◆ Stated goal
Could you shift both numbers in every answer coordinate up by 35 and write out the records again in full, starting with the line containing "each like [217,111]." and going on through the end of the records, keeping every other line unchanged?

* begin Records for the exercise *

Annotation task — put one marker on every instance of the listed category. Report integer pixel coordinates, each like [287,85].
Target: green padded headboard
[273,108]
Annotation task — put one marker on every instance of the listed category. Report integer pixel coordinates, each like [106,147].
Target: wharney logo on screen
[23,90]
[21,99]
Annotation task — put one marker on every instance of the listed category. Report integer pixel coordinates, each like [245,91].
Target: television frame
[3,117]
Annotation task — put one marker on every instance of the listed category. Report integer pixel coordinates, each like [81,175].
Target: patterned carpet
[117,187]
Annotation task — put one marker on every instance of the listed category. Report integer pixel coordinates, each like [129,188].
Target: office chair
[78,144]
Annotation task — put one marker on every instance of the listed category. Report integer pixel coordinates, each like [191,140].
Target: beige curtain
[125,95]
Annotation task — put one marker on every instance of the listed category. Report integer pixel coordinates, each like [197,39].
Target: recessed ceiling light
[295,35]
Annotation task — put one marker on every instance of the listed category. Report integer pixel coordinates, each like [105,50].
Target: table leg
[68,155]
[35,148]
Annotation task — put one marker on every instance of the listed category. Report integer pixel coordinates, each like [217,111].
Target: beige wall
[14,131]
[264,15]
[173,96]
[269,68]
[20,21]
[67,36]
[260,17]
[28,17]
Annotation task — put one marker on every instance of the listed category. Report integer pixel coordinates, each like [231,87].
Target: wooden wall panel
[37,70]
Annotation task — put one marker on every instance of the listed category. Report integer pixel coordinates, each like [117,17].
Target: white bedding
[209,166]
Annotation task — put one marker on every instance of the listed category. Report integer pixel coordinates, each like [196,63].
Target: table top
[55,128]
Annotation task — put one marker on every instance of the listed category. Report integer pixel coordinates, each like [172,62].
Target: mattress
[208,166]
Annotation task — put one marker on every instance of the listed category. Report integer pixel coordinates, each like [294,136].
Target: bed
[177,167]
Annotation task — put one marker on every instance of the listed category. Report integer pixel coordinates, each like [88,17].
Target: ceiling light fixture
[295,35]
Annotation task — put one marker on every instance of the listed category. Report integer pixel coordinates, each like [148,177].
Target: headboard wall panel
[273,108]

* end Records for the exercise *

◆ The output
Annotation task — put one marker on every instance of the listed category. Report integer pixel coordinates, each like [217,111].
Target: beige wall
[49,166]
[299,50]
[208,131]
[304,103]
[55,56]
[102,71]
[295,52]
[63,52]
Annotation task — put one marker on every instance of the listed category. Report integer pixel coordinates, each like [231,87].
Target: wooden wall panel
[72,105]
Annotation task — put one marker on every instance of the listed category. Report integer pixel coordinates, each like [117,17].
Target: white bedding
[244,201]
Annotation task — put one marker on every instance of the listed category. Report integer pixel coordinates, each like [196,63].
Target: table top
[90,163]
Annotation task — put one marker on every instance of the listed category. Report integer pixel coordinates, each like [172,62].
Target: mattress
[243,201]
Annotation task — put one marker on every instance of the listed category. Report integer pixel coordinates, each like [294,136].
Target: bed
[212,202]
Annotation task — put one marker on every instance of the listed category. Report integer pixel coordinates, each like [88,17].
Target: ceiling light fixture
[330,70]
Annotation task — put one marker on every instance of the listed category. Report integer pixel coordinates, each like [148,177].
Target: headboard wall panel
[308,143]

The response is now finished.